**REQUIRED WORK**
Could you repeat, word for word, every line from the one containing "task | put a dot on every instance of the cup-shaped" through the final line of the records below, and nothing else?

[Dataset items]
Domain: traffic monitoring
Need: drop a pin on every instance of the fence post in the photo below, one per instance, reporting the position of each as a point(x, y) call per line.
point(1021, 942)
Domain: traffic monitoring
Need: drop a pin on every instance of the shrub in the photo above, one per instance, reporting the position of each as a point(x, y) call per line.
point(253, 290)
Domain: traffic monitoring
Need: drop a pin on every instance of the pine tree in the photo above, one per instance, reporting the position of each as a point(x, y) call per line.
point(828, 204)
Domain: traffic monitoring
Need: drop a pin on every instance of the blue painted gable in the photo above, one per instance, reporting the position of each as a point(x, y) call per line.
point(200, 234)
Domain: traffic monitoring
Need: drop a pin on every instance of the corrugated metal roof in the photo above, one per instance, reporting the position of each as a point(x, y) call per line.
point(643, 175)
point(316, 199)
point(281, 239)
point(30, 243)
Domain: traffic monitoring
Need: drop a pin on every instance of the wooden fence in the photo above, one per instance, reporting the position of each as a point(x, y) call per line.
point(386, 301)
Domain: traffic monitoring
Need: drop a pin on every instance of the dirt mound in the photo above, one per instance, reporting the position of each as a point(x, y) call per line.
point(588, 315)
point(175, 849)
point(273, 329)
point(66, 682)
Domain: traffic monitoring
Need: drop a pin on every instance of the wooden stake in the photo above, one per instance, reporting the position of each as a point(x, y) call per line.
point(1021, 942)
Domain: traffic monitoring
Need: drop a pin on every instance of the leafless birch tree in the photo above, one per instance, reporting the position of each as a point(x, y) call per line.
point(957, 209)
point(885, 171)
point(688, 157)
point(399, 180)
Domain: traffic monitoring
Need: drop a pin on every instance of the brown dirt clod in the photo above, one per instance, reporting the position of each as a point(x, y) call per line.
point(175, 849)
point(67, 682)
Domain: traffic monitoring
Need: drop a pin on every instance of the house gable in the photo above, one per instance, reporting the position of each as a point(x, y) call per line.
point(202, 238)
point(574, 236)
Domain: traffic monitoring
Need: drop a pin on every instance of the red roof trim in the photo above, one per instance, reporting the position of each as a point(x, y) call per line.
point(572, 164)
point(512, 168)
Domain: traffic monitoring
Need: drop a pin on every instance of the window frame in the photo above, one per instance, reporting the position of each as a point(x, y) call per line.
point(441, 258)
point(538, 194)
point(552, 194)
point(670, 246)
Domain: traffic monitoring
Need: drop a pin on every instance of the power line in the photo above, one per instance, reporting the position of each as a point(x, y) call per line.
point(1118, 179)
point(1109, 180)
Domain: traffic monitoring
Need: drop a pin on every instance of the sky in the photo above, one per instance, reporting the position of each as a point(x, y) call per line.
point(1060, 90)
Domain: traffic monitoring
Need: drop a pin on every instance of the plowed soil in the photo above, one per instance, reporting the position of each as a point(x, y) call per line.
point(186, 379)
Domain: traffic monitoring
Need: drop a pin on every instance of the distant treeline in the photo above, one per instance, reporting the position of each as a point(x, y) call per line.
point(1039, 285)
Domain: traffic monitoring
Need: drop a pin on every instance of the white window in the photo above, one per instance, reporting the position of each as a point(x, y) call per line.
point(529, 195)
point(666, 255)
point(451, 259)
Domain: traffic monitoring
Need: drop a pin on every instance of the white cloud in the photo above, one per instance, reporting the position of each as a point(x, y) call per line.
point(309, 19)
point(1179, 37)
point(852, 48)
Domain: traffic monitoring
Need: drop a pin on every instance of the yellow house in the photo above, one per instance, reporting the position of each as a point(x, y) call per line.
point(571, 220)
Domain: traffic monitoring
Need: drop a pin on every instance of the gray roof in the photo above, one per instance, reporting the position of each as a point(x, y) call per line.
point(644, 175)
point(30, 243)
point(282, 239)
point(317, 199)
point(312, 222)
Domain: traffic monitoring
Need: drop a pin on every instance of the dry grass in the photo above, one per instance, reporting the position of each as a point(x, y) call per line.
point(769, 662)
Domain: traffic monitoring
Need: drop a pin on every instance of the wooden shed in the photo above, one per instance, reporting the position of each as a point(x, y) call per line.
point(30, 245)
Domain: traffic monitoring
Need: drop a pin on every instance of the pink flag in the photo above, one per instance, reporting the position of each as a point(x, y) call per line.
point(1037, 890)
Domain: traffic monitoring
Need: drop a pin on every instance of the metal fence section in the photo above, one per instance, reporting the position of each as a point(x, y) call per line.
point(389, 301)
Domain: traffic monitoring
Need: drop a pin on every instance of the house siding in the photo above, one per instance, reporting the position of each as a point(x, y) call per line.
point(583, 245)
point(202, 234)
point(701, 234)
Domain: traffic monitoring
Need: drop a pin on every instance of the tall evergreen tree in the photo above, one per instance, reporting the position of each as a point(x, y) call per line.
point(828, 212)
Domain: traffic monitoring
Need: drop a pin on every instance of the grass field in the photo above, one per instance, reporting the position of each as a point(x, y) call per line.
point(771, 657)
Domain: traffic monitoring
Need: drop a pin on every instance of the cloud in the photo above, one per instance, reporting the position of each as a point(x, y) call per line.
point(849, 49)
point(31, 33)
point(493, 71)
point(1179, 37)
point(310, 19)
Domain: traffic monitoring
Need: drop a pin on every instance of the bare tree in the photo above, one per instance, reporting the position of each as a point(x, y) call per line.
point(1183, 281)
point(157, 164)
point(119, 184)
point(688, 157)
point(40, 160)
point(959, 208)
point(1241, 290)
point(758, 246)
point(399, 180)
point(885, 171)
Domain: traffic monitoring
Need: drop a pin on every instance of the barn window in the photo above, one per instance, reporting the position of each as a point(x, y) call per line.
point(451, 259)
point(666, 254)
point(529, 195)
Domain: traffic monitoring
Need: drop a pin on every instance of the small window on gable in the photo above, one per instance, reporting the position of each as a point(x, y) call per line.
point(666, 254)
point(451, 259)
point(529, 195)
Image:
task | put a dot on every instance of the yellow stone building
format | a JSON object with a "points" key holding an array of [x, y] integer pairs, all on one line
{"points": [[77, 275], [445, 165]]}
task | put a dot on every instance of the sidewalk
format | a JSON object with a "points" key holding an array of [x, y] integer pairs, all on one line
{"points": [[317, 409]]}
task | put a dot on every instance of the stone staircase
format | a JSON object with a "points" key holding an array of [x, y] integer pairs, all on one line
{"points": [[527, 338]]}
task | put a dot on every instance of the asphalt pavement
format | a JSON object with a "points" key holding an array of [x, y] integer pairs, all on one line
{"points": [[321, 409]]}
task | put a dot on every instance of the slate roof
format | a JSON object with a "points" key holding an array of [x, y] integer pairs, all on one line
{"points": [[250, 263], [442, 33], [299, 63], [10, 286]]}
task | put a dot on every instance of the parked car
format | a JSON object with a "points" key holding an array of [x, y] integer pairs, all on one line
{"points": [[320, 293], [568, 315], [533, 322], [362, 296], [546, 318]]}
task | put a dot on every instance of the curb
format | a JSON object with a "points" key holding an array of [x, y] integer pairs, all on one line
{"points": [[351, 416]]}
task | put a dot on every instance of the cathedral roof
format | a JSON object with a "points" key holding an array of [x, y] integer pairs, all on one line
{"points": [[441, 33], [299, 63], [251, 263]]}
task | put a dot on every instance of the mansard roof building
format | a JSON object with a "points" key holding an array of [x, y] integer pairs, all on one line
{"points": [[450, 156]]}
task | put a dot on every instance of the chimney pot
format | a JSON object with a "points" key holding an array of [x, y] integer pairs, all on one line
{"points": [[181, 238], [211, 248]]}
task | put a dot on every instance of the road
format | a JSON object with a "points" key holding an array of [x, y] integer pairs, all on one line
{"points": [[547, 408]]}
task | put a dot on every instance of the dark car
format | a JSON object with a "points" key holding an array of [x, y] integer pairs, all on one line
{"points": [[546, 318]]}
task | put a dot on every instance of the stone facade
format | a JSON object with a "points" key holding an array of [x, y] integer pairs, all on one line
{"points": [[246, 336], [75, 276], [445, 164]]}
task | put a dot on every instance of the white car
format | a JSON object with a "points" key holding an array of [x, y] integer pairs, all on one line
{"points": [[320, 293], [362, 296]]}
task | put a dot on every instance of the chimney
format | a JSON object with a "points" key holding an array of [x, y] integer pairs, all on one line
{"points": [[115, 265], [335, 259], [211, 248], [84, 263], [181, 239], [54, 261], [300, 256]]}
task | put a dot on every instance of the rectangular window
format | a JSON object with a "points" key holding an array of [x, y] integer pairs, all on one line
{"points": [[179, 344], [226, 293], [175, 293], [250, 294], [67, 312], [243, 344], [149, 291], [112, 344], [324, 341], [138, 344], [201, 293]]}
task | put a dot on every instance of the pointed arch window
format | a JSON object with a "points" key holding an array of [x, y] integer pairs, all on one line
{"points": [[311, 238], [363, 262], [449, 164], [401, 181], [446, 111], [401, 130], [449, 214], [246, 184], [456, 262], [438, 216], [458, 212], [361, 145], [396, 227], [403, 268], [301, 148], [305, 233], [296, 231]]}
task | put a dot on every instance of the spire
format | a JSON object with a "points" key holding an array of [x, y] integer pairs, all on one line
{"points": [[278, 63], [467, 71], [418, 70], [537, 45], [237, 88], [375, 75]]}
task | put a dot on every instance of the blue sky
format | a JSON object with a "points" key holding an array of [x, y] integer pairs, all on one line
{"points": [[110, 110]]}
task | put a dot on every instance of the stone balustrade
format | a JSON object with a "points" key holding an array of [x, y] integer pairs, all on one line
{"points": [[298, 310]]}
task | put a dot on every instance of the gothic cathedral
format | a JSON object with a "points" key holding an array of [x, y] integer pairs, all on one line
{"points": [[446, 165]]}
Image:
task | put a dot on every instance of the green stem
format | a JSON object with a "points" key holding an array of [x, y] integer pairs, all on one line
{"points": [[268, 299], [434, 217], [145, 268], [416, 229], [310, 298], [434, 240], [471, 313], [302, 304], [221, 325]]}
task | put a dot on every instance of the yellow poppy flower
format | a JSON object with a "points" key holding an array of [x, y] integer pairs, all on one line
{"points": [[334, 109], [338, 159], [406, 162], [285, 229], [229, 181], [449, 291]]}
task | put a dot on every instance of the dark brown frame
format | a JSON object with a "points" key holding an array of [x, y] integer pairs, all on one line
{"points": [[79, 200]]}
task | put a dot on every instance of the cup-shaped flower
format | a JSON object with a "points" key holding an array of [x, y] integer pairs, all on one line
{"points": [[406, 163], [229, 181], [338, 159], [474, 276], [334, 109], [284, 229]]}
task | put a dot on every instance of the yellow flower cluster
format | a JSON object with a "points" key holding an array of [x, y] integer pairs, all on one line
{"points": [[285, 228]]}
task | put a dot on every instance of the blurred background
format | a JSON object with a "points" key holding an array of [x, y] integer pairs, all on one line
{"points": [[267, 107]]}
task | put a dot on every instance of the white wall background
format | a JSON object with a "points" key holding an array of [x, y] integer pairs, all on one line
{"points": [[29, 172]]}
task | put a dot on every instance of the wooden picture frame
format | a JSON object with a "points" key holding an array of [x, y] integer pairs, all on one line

**SOLUTION BELOW**
task | put a dot on every instance of the cup-shaped flower
format | a JSON object with a "points" key holding an array of [x, y] integer pairs, all on one line
{"points": [[406, 163], [229, 181], [338, 159], [474, 276], [334, 109], [284, 229]]}
task | put a dot on every instance of the yellow flower cluster
format | a JSON object with a "points" key holding an array of [x, y] integer pairs, all on one line
{"points": [[285, 228]]}
task | put a dot on every instance of the blurred background
format | a JSON object with a "points" key holding an array of [x, y] integer pairs, all on one line
{"points": [[267, 107]]}
task | put a dot on every instance of the white wall background
format | a JSON object with a "points" key holding an array of [x, y] integer pairs, all on one line
{"points": [[29, 172]]}
task | put a dot on every instance of the wooden picture frame
format | a JSON object with a "points" key holding an array of [x, y] integer pairs, all on one line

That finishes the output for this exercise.